Отрывок
* * *

Столицы мира (Тридцать лет воспоминаний) - Петр Дмитриевич Боборыкин
А въ дообѣденные часы, когда вы попадаете въ Гайдъ-паркъ, вы поражаетесь этими волнами хорошо одѣтой, высокоприличной публики и пѣшкомъ, и верхомъ, и въ экипажахъ. Тутъ не произошло еще демократизаціи. Въ главныя аллеи пускаютъ только господскіе экипажи, или наемныя коляски и куие, имѣющіе видъ господскихъ. Толпа гуляющихъ вся ровная, прифранченная, то, что французы называютъ «endimanchée», но высоко приличная и не особенно разговорчивая. Ту же стѣну джентльменовъ увидите вы и на тротуарахъ улицъ Сити и этому дѣловому движению нѣтъ ничего подходящаго въ Парижѣ, потому что Парижъ не сосредоточила, так, въ одномъ пунктѣ своей дѣловой жизни, какъ Лондонъ.
Изумляться лондонскому уличному движенію — сдѣлалось общимъ мѣстомъ. Это повторяется вотъ уже нѣсколько десятковъ лѣтъ во всевозможныхъ описаніяхъ путешествій и корреспонденціяхъ; но нельзя распространять этого на весь Лондонъ. Въ Сити до обѣда, а также на Страндѣ и въ Флитъ-стритѣ все тотъ же муравейникъ, какъ было и тридцать лѣтъ тому назадъ; онъ долженъ былъ количественно сдѣлаться и еще болѣе кишащимъ, въ особенности движете омнибусовъ. Но въ остальныхъ частяхъ города, въ самые бойкіе денные часы — вы не найдете много такихъ напр., оживленныхъ пунктовъ, какъ всѣ большіе бульвары Парижа и разные перекрестки позади Оперы, или всю rue Lafayette, или rue Royale, около Мадлены, или rue Monmartre, или мѣстности около французскаго Банка. Дойдите до магазиновъ «Au printemps» — и вамъ будетъ едвали не труднѣе перейти черезъ перекрестокъ, чѣмъ даже въ самые шумные часы денной ѣзды на Риджентъ-стрит.

* * *

Записи из набора данных
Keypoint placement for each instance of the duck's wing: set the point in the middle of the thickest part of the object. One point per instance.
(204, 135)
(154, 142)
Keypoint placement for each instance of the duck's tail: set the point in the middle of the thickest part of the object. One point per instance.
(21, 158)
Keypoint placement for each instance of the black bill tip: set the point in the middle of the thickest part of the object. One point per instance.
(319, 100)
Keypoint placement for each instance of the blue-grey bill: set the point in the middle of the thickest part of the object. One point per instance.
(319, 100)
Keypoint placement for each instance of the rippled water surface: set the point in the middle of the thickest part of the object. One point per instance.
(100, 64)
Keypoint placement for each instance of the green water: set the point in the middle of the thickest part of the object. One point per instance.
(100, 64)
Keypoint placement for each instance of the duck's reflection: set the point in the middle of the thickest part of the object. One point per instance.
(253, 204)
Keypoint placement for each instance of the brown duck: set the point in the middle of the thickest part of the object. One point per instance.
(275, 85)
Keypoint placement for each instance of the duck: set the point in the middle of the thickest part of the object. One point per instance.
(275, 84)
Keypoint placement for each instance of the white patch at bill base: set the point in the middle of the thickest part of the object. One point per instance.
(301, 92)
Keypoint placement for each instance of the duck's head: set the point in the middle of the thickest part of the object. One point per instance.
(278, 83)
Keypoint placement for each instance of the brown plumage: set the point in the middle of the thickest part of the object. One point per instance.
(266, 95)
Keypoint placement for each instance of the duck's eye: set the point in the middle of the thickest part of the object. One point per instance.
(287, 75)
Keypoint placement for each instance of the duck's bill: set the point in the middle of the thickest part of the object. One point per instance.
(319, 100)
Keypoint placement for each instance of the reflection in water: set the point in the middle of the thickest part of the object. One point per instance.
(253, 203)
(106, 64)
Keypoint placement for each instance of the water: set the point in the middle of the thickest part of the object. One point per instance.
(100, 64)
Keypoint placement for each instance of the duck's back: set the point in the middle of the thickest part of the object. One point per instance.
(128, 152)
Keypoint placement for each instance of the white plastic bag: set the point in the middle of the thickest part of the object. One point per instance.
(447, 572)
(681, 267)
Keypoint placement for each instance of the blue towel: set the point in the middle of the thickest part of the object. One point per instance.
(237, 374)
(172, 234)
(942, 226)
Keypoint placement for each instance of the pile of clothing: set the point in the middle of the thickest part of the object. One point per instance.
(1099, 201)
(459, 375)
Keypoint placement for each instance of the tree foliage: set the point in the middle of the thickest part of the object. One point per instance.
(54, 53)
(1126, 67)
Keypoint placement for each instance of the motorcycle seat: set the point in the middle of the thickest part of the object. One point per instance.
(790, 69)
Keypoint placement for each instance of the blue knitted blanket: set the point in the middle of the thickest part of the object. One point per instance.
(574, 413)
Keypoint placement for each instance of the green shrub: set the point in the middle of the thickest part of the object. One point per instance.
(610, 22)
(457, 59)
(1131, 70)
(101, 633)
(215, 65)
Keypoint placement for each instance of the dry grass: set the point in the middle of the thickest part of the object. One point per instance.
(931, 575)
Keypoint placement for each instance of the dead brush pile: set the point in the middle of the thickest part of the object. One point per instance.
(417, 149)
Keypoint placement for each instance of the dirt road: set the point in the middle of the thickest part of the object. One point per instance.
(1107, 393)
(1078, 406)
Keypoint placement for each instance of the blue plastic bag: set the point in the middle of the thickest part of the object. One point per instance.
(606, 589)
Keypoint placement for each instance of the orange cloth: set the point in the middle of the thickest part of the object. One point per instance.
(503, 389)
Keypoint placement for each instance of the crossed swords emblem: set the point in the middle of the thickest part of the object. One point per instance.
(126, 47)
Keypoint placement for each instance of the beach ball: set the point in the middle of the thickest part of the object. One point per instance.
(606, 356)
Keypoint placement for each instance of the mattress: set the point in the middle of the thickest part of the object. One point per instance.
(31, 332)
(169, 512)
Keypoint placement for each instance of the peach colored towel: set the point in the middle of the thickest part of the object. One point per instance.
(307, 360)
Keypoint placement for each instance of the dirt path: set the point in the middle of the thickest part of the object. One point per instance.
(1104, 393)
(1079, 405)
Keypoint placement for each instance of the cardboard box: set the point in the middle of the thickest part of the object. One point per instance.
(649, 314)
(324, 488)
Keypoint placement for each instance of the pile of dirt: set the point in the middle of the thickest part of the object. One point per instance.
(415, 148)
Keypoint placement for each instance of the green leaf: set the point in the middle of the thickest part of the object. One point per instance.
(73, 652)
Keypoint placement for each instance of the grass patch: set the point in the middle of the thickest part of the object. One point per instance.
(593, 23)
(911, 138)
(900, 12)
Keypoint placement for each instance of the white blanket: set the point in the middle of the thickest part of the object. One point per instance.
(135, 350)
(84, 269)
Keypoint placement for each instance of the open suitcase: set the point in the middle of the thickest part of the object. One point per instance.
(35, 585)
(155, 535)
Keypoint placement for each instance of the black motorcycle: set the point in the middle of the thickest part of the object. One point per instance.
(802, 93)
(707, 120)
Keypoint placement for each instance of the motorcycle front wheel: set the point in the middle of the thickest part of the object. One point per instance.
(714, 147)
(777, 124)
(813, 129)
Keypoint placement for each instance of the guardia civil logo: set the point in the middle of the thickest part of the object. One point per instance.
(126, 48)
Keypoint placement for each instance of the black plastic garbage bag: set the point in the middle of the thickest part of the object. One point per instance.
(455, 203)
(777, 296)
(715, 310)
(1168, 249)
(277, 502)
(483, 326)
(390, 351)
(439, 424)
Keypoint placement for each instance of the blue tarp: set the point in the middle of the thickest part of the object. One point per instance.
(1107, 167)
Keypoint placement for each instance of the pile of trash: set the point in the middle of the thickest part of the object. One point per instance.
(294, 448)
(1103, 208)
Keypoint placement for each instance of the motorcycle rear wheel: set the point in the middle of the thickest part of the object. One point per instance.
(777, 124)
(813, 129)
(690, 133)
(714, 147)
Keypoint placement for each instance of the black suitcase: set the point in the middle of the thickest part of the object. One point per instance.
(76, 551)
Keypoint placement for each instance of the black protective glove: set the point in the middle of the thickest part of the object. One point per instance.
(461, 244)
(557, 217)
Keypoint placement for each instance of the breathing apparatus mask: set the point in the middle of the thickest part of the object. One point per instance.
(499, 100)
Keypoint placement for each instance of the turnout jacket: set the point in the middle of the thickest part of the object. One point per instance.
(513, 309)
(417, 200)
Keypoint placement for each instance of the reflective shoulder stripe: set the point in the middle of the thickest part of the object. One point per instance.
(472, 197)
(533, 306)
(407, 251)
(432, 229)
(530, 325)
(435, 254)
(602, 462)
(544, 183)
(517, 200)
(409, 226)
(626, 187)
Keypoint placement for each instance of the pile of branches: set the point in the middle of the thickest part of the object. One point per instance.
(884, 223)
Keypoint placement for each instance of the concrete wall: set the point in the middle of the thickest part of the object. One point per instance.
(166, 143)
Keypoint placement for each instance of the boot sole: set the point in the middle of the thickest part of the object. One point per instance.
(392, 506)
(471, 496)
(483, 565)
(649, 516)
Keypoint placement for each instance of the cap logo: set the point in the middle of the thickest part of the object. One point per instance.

* * *

Задания к отрывку
a – Согласуются ли с отрывком о Лондоне следующие утверждения? (i) В Гайд-парке уже произошла демократизация. (ii) Толпа гуляющих в Гайд-парке особенно разговорчива. (iii) Изумляться лондонскому уличному движению стало общим местом. Для каждого ответьте «да» или «нет» и приведите решающие слова отрывка дословно.
b – Повторите дословно часть отрывка о Лондоне, начиная со слов "Столицы мира (Тридцать" и заканчивая словами "жизни, какъ Лондонъ.".
Записи — это отдельный от отрывка материал.

Ответы
a –
(i) Нет: «Тутъ не произошло еще демократизаціи».
(ii) Нет: «высоко приличная и не особенно разговорчивая».
(iii) Да: «Изумляться лондонскому уличному движенію — сдѣлалось общимъ мѣстомъ».

b –
Столицы мира (Тридцать лет воспоминаний) - Петр Дмитриевич Боборыкин
А въ дообѣденные часы, когда вы попадаете въ Гайдъ-паркъ, вы поражаетесь этими волнами хорошо одѣтой, высокоприличной публики и пѣшкомъ, и верхомъ, и въ экипажахъ. Тутъ не произошло еще демократизаціи. Въ главныя аллеи пускаютъ только господскіе экипажи, или наемныя коляски и куие, имѣющіе видъ господскихъ. Толпа гуляющихъ вся ровная, прифранченная, то, что французы называютъ «endimanchée», но высоко приличная и не особенно разговорчивая. Ту же стѣну джентльменовъ увидите вы и на тротуарахъ улицъ Сити и этому дѣловому движению нѣтъ ничего подходящаго въ Парижѣ, потому что Парижъ не сосредоточила, так, въ одномъ пунктѣ своей дѣловой жизни, какъ Лондонъ.